[Reading text Boundary: Start]
December 24, 2008 > History: Writers
Most pioneer local newspaper owners and editors were men but some of the most capable and famous writers they hired were women. Some of these ladies became both prolific writers and celebrated historians.
Gladys Williamson was born into a newspaper family in Tennessee where she began her writing career. Arriving in California in the early 1920s, she continued using her newspaper skills, writing both juvenile fiction and syndicated fiction. In 1930 Williamson founded the Williamson Outdoor School on the Shinn ranch.
In 1934 Gladys began a 27-year career with the Oakland Tribune as the Washington Township reporter. Her stories covered the events and activities of the people in the Tri-Cities area; she became known for her accuracy and enthusiasm. Williamson loved the people, and they loved her. Gathering news for her stories, she revealed the history of the area and became its most prominent historian.
Gladys died suddenly in 1967. The editor of the News Register, the competition newspaper, wrote, "We know from first-hand experience what an intelligent, honest, and energetic journalist she was. Gladys Williamson was a real pro." The Williamson family gave the collection of her writings to the library where they are preserved and made available to students and writers. Gladys was writing a series on Fremont's history when she died.
Elizabeth Haskell was born in Missouri and educated at Berkeley and Pratt Institute School of Librarians. She married William Albert Sloan in 1912, and they operated a prune ranch near Mission San Jose. She was employed in several secretarial and library positions and served as research chairman for the Country Club of Washington Township. At age 75 she took a job as "girl reporter" for The Washington News. George Oakes gave her special thanks for her "fine historical work" on the 1947 Sesquicentennial publication. She was the Associate Editor of The Washington News in 1948.
The Washington News featured stories by local neighborhood writers. Local residents who gathered information from the neighborhoods for the News Register included: Jeanne and Gene Carrol, Newark; Carol Kiep, Irvington; Patricia Noia, Alvarado; Don Brown, Orchard Park; Regena Dinnie, Mission San Jose; Marie Benecasa, Ellsworth Orchard and Niles. Harriet Gittings presented "Township Topics." A 1946 issue carried stories called "Around the Township" and "Irvington News" by Edith Rogers of Irvington and "Newark News" by Bubbles Miller.
[Reading text Boundary: End]
[Information shown Boundary: Start]
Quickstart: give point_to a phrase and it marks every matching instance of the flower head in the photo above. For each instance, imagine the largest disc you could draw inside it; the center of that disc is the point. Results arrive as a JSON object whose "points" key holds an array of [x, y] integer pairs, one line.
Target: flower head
[Information shown Boundary: End]
→ Problem set
a: According to the article on pioneer women newspaper writers, how many years did Gladys Williamson work for the Oakland Tribune?
b: From the article on pioneer women newspaper writers, extract the passage between "Gladys Williamson was born" and "most prominent historian.", inclusive.
c: Extend the article on pioneer women newspaper writers past its final sentence.

→ Exercise responses
a: 27 years

b:
Gladys Williamson was born into a newspaper family in Tennessee where she began her writing career. Arriving in California in the early 1920s, she continued using her newspaper skills, writing both juvenile fiction and syndicated fiction. In 1930 Williamson founded the Williamson Outdoor School on the Shinn ranch.
In 1934 Gladys began a 27-year career with the Oakland Tribune as the Washington Township reporter. Her stories covered the events and activities of the people in the Tri-Cities area; she became known for her accuracy and enthusiasm. Williamson loved the people, and they loved her. Gathering news for her stories, she revealed the history of the area and became its most prominent historian.

c:
The Township Register also featured neighborhood writers. In 1941 they included Elaine Justus, Agnes Raymond and Eugene Pashote. In October 1953 Pat Binder was writing "Newark News," Patsy Pereira "Irvington News" and Cecelia Luevano "Decoto Briefs." The Washington News and The Township Register were joined in 1954 to form the News Register. Harriet Gittings was hired as a combination reporter and advertising salesperson. She covered news events and community meetings and wrote a weekly motorsports column called "Wheelsport."
The News Register continued the tradition of using local writers, which in 1956 included "Irvington News" by Carol Kiep and "Decoto News" by Sandra Peixotto. Sarah Jane Phillips contributed "Glenmoor Gardens Gleanings" and Regena Dennie reported on "Mission San Jose."
Robin Worthington had an 18-year career as a newspaper writer and editor. She was a columnist for the Alameda County Bureau of the San Jose Mercury News and an editor for the lifestyle section of The Argus, successor to the News Register. The Mercury News noted in 1987 that "This local paper has the biggest editorial staff covering the entire Tri-City area." One of the featured writers was Robin Worthington.
The Fremont Writing Group was formed in 1962 by hopeful writers who met in each other's homes. This was a group which was passionate about marketing their efforts. They were held together by "moral support." Most members became published authors with many becoming well-known.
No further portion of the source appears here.